Display every line in the listing below that contains the string "polygon". Treat uppercase and lowercase letters as different.

==== Records supplied ====

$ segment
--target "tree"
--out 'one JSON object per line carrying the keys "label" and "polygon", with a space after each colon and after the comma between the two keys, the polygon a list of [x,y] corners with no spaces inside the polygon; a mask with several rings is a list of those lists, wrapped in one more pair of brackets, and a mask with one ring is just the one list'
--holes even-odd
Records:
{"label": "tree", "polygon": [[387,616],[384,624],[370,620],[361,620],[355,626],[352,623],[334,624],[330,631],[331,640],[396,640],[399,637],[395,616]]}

====
==== Records supplied ====

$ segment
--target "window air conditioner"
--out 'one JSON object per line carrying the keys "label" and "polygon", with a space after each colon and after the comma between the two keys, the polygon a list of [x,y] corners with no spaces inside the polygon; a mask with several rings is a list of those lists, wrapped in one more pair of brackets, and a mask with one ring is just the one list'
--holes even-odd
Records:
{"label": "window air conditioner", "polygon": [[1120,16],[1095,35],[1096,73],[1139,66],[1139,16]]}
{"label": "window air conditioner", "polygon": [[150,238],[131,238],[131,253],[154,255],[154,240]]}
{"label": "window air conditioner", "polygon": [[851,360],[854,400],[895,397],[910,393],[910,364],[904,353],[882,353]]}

====

— Result of this exercise —
--out 'one JSON object per line carrying the keys "label" and "polygon", with a space after each colon and after the comma between the two keys, the polygon a list of [x,y] corners with no spaces inside the polygon; a mask with several rings is a list of those lists, wrapped in one more pair of brackets, and a mask with one ring is just the one list'
{"label": "tree", "polygon": [[387,616],[384,624],[370,620],[361,620],[355,626],[352,623],[334,624],[330,631],[331,640],[396,640],[399,637],[395,616]]}
--out 'one JSON object per line carrying the keys "label" and "polygon", with a space after each colon and after the comma between the two keys, the polygon a list of [x,y] corners with no spaces inside the polygon; a mask with several rings is a list of those lists, wrapped in one more pair of brackets, and a mask with one ring is just the one list'
{"label": "window air conditioner", "polygon": [[1120,16],[1095,35],[1096,73],[1139,66],[1139,16]]}
{"label": "window air conditioner", "polygon": [[150,238],[131,238],[131,253],[154,255],[154,240]]}
{"label": "window air conditioner", "polygon": [[851,360],[854,400],[895,397],[910,393],[910,364],[904,353],[882,353]]}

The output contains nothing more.